_KUTIPAN PILIHAN_
========================

Jepang juga memperkenalkan resep-resep baru untuk makanan-makanan pelengkap itu. “Resep-resep itu umumnya disebut sebagai ‘menu perjuangan’ oleh kaum propagandis,” tulis Aiko Kurasawa dalam Mobilisasi dan Kontrol.

Salah satu menu populer ialah bubur campuran ubi, singkong, dan katul, yang disebut Bubur Perjuangan atau Bubur Asia Raya. Jepang melalui organisasi perempuan bentukannya, Fujinkai, aktif mengajarkan dan menyebarluaskan menu dan bahan pangan baru ini. “Besok sore mulai jam 5 di Dai Kurabu (Harmoni) Huzinkai (atau Fujinkai) akan mengadakan pertunjukan cara membuat Bubur Perjuangan, khusus untuk kaum ibu-ibu dan gadis-gadis. Diharap kaum wanita mengunjunginya,” tulis Sinar Baroe, 5 Maret 1945.

Dalam acara demonstrasi tersebut diterangkan bahwa bubur ini mengandung zat-zat yang penting bagi tubuh. “Bahan-bahan yang diperlukan untuk membuat bubur tersebut ialah: 200 gram jagung, 400 gram ubi, 400 gram ketela pohon, 200 gram sayuran. Bumbunya: brambang, bawang, salam, laos (lengkuas), terasi, lombok, santen dan garam. Bubur ini dimakan dengan ikan teri atau ikan kerang,” tulis Sinar Baroe, 8 Maret 1945.

========================

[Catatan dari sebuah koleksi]

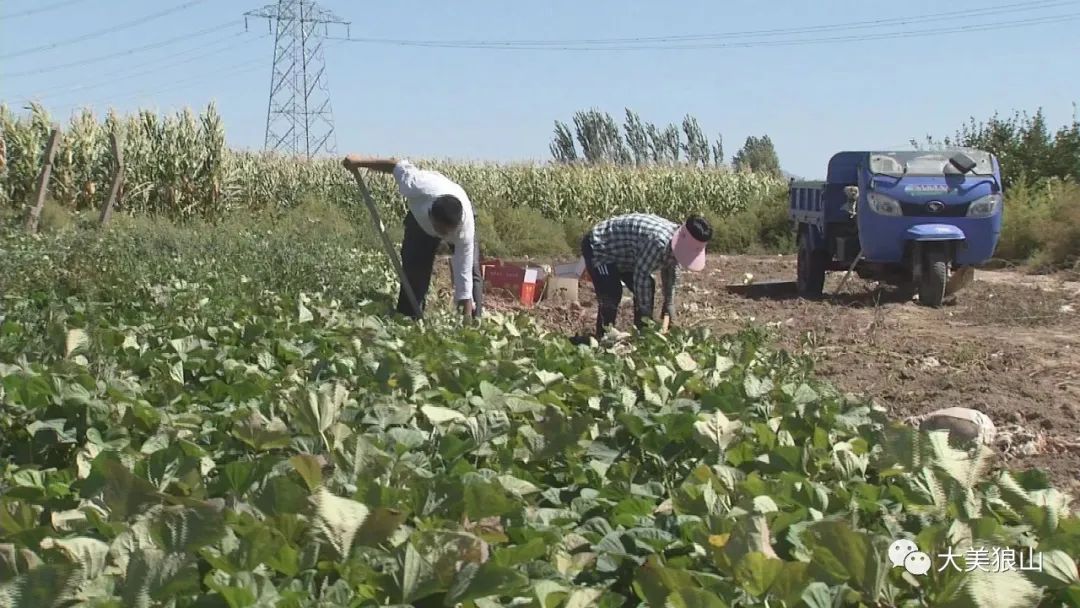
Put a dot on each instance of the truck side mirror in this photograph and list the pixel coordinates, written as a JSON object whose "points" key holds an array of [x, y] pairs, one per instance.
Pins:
{"points": [[962, 162]]}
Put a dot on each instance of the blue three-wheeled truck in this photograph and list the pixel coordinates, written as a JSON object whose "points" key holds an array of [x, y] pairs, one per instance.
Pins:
{"points": [[917, 220]]}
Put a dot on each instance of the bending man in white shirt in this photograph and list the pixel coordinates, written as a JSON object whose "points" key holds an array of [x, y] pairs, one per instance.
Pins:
{"points": [[440, 210]]}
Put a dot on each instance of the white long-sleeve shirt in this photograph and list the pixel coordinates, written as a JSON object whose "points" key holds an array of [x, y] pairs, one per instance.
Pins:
{"points": [[420, 188]]}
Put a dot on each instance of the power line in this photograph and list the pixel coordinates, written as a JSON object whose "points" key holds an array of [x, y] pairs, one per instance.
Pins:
{"points": [[532, 44], [179, 84], [243, 67], [550, 45], [150, 46], [127, 25], [157, 66], [44, 9]]}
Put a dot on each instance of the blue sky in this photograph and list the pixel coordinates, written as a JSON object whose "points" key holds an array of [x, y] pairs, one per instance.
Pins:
{"points": [[811, 98]]}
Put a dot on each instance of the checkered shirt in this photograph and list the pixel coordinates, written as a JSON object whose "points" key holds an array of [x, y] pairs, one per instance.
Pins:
{"points": [[640, 244]]}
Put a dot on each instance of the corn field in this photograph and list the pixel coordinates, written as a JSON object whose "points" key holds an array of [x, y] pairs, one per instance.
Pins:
{"points": [[179, 166]]}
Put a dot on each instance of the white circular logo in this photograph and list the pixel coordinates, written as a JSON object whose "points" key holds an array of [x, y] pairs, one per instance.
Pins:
{"points": [[899, 550], [917, 563]]}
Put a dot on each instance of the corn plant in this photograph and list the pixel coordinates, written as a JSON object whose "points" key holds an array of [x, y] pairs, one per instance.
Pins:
{"points": [[179, 166]]}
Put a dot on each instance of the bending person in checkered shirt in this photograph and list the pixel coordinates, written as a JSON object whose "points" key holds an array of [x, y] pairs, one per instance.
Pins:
{"points": [[629, 248]]}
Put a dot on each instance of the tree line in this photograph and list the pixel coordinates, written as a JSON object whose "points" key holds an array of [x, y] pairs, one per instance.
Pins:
{"points": [[639, 144], [1024, 145]]}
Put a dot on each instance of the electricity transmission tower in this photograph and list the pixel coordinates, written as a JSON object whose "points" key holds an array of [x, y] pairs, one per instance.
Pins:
{"points": [[299, 119]]}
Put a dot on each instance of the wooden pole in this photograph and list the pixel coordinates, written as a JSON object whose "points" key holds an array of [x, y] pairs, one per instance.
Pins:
{"points": [[387, 245], [46, 171], [118, 176]]}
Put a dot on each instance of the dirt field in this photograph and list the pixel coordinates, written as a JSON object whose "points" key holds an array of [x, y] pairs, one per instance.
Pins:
{"points": [[1009, 346]]}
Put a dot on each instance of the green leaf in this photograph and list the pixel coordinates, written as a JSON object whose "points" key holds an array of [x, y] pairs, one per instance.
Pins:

========================

_TUGAS SINGKAT_
Tulis lanjutan kutipan tentang Bubur Perjuangan, dimulai setelah kalimat terakhirnya. Catatan-catatan ini tidak ada hubungannya dengan kutipan tentang Bubur Perjuangan.

_HASIL TUGAS_
Selain melakukan sosialisasi, Jepang memerintahkan ketua tonarigumi (rukun tetangga) untuk mengawasi anggota masyarakatnya supaya mau makan Bubur Perjuangan, bukan nasi putih. Dapur sering digeledah secara mendadak. “Kalau ada seseorang yang diketemukan makan nasi putih, dia akan diperingatkan dan bahkan kadang-kadang dilaporkan kepada kenpeitai,” tulis Aiko Kurasawa.

Menu perjuangan lain adalah Roti Asia (to-a pan) yang terbuat dari tepung ketela (aci atau tapioka), tepung kedelai, atau tepung beras biasa. “Sekarang saban bulan diadakan pencatatan tentang persediaan tepung tapioka itu oleh Noji Sido Kyoku dan Dinas pertanian,” tulis Soeara Asia, 9 Juli 1942. Kantor Penerangan Tepoeng juga melakukan sosialisasi. “Diberitahukan kepada sekalian penduduk di Priangan Syuu bahwa pada tiap-tiap hari mulai dari pukul 9 pagi hingga pukul 2 siang diperbolehkan datang di kantor tersebut untuk menerima pelajaran dari hal pembikinan Roti Asia.” Demikian pengumuman yang disiarkan di koran Tjahaja, 14 November 1942.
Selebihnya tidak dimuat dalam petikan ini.